▸ **Text segment**
** start **
# Why wont my piranhas eat goldfish



## polarice18 (Feb 10, 2004)

I have 5 RBP's that range from 3-4" and I bought a few feeder goldfish and they took one out and that was two weeks ago and there is still one left that I kept and it has been swimming around in my nice clean tank like he owns the place. they live in a 55 gallon tank and they eat Rosie Red feeder fish but wont touch the goldfish. why is that.
any ideas are welcomed and appreciated


----------



## Guest (Feb 22, 2004)

How big is it? Maybe they're put-off by the size and speed of the goldfish.

I've never tried this, but I've heard of fisherman cutting part of the tails off the fish they're using for bait. The bait minnow struggles and swims erradictly, evoking the insticts of the predatory fish to attack wounded fish. Just a thought.


----------



## polarice18 (Feb 10, 2004)

Bullsnake said:


> How big is it? Maybe they're put-off by the size and speed of the goldfish.
> 
> I've never tried this, but I've heard of fisherman cutting part of the tails off the fish they're using for bait. The bait minnow struggles and swims erradictly, evoking the insticts of the predatory fish to attack wounded fish. Just a thought.


 thank you I shall give that a shot, even though it is kinda cruel
but thats what the feeders and bred for so bring on the carnage


----------



## Red Eyes (Nov 25, 2003)

If you don't provide anymore rosies ... that goldfish will be history!!


----------



## IDONTKARE47 (Jan 5, 2004)

i use to cut the tail off with a razorblade but i don't do it any more my reds are a lot faster now and they loves the feeders it could be any feeders


----------
** end **
▸ **Problem description**
Copy the piranha thread again, starting at "I have 5 RBP's" and ending at "why is that.", with "comets" in place of "goldfish".

▸ **Data excerpts**
** start **
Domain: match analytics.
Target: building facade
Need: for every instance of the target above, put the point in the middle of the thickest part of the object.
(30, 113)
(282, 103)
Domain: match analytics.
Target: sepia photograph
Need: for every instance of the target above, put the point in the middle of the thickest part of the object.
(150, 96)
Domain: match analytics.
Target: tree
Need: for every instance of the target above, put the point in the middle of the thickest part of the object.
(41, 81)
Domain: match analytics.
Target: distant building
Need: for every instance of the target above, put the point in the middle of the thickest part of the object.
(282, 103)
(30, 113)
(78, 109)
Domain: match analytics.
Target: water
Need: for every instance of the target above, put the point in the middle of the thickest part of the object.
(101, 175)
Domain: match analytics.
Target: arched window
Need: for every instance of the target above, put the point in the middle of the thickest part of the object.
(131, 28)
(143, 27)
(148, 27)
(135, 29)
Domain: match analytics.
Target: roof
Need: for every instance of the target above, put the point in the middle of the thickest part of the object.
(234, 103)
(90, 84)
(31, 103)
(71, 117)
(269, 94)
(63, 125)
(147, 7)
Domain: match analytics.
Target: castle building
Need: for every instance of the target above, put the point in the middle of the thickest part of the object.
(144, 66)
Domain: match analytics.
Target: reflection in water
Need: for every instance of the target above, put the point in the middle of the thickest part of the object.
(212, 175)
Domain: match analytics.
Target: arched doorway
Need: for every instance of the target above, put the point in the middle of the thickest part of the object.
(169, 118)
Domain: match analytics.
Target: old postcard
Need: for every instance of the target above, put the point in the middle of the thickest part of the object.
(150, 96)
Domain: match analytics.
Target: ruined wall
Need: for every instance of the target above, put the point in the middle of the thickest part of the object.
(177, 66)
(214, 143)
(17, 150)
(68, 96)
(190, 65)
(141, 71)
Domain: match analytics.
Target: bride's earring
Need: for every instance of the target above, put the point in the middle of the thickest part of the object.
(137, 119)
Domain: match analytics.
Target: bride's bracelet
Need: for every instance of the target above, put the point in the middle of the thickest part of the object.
** end **
▸ **The result**
I have 5 RBP's that range from 3-4" and I bought a few feeder comets and they took one out and that was two weeks ago and there is still one left that I kept and it has been swimming around in my nice clean tank like he owns the place. they live in a 55 gallon tank and they eat Rosie Red feeder fish but wont touch the comets. why is that.